Rewrite the records below, swapping "a point per instance" for "one point for each" every time it appears and keeping everything else the same.
## START Dataset content
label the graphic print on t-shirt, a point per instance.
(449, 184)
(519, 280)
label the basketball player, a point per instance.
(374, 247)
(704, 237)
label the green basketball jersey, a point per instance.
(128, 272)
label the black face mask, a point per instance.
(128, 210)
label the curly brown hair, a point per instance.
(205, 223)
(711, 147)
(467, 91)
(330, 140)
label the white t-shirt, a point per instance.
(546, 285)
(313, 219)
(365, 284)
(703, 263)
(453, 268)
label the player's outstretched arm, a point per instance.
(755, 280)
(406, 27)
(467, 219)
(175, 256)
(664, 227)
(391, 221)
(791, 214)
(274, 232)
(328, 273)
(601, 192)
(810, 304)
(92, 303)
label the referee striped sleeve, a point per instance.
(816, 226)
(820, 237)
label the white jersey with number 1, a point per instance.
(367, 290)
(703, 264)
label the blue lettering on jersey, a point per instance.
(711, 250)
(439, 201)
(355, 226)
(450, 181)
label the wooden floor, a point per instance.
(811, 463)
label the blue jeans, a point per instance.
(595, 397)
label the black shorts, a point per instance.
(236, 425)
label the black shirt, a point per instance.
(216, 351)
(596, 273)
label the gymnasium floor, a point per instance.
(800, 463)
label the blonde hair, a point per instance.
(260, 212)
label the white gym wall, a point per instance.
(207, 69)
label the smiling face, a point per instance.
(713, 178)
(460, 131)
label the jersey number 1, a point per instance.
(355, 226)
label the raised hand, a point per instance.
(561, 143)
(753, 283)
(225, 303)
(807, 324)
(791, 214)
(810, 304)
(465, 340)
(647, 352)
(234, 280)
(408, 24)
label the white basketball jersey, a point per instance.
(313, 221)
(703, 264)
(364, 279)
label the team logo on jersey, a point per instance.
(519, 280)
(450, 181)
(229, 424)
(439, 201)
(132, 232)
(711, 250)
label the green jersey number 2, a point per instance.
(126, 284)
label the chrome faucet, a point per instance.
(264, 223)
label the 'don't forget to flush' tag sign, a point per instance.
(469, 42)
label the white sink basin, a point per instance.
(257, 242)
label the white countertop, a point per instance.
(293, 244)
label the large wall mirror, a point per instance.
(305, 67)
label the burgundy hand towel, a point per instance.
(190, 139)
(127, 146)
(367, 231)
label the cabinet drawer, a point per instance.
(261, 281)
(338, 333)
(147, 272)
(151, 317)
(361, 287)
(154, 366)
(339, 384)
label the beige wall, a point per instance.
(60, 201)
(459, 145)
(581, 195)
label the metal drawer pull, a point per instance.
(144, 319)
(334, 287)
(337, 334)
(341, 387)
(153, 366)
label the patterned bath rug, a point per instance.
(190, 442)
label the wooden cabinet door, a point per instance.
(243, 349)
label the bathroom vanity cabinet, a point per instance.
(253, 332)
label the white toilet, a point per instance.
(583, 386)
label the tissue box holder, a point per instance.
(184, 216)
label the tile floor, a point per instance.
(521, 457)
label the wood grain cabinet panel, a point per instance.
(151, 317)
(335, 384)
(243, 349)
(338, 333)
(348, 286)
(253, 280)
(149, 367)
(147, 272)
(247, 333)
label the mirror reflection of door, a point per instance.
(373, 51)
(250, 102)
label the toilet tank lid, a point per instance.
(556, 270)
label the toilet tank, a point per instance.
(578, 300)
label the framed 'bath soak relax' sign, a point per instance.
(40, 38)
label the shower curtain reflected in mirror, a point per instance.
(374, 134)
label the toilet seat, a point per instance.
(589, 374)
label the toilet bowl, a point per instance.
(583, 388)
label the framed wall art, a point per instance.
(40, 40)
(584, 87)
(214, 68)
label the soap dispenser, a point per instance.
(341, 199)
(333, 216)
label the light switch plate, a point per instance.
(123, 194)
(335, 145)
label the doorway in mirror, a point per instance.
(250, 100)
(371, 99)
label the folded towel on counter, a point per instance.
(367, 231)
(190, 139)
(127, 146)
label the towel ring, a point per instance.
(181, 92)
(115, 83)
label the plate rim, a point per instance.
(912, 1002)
## END Dataset content
▶ _Response below_
label the graphic print on t-shirt, one point for each.
(449, 184)
(519, 280)
label the basketball player, one point for each.
(374, 247)
(704, 237)
label the green basketball jersey, one point for each.
(128, 272)
label the black face mask, one point for each.
(128, 210)
label the curly brown hair, one point for each.
(205, 223)
(711, 147)
(467, 91)
(330, 140)
label the white t-shirt, one point for each.
(546, 285)
(313, 219)
(365, 284)
(703, 263)
(453, 268)
label the player's outstretched arm, one point for each.
(755, 280)
(406, 27)
(467, 219)
(175, 256)
(664, 227)
(391, 221)
(791, 214)
(274, 232)
(328, 273)
(601, 192)
(810, 304)
(92, 303)
label the referee striped sleeve, one point for each.
(816, 226)
(820, 237)
label the white jersey with number 1, one point for each.
(367, 290)
(703, 264)
label the blue lettering on jersey, one point for each.
(711, 250)
(439, 201)
(355, 226)
(450, 181)
label the wooden floor, one point for each.
(811, 463)
label the blue jeans, one point for each.
(595, 397)
label the black shorts, one point for each.
(236, 425)
label the black shirt, one point for each.
(216, 351)
(596, 273)
label the gymnasium floor, one point for each.
(800, 463)
label the blonde hair, one point for each.
(260, 212)
label the white gym wall, one point for each.
(207, 69)
label the smiling face, one point for each.
(713, 178)
(460, 131)
label the jersey number 1, one point for each.
(355, 226)
label the raised hand, one point for each.
(561, 143)
(753, 283)
(225, 303)
(807, 324)
(791, 214)
(810, 304)
(465, 340)
(647, 352)
(234, 280)
(408, 24)
label the white basketball jersey, one point for each.
(313, 221)
(703, 264)
(364, 279)
label the team logo on jersey, one point for each.
(519, 280)
(450, 181)
(229, 424)
(439, 201)
(132, 232)
(711, 250)
label the green jersey number 2, one point for each.
(126, 284)
label the chrome faucet, one point for each.
(264, 223)
label the 'don't forget to flush' tag sign, one point for each.
(469, 42)
label the white sink basin, one point for each.
(257, 242)
label the white countertop, one point for each.
(293, 244)
label the large wall mirror, one point for each.
(305, 67)
label the burgundy hand towel, one point for each.
(190, 139)
(127, 146)
(367, 231)
label the cabinet drawer, one point for each.
(261, 281)
(338, 333)
(147, 272)
(151, 317)
(361, 287)
(154, 366)
(339, 384)
label the beige wall, one point for each.
(60, 201)
(459, 145)
(581, 195)
label the metal drawer pull, one point for each.
(144, 319)
(334, 287)
(337, 334)
(341, 387)
(153, 366)
label the patterned bath rug, one point for each.
(190, 442)
label the wooden cabinet door, one point for each.
(243, 349)
label the bathroom vanity cabinet, one point for each.
(253, 332)
label the white toilet, one point for each.
(583, 386)
label the tissue box holder, one point for each.
(184, 216)
label the tile floor, one point for each.
(521, 457)
label the wood grain cabinet panel, one point for each.
(151, 317)
(335, 384)
(243, 349)
(338, 333)
(348, 286)
(253, 280)
(149, 367)
(147, 272)
(247, 333)
label the mirror reflection of door, one point for each.
(373, 51)
(250, 102)
label the toilet tank lid, one point for each.
(556, 270)
label the toilet tank, one point for each.
(578, 300)
label the framed 'bath soak relax' sign, one point for each.
(40, 38)
label the shower curtain reflected in mirror, one point for each.
(374, 134)
label the toilet seat, one point for each.
(589, 374)
label the toilet bowl, one point for each.
(583, 388)
label the framed wall art, one point for each.
(40, 40)
(584, 87)
(214, 68)
label the soap dispenser, one point for each.
(341, 199)
(333, 216)
label the light switch plate, one point for each.
(123, 194)
(335, 145)
label the doorway in mirror, one point for each.
(250, 100)
(371, 99)
label the folded towel on counter, one point for each.
(367, 231)
(190, 139)
(127, 146)
label the towel ring, one point for each.
(181, 92)
(115, 83)
label the plate rim, one point for each.
(912, 1002)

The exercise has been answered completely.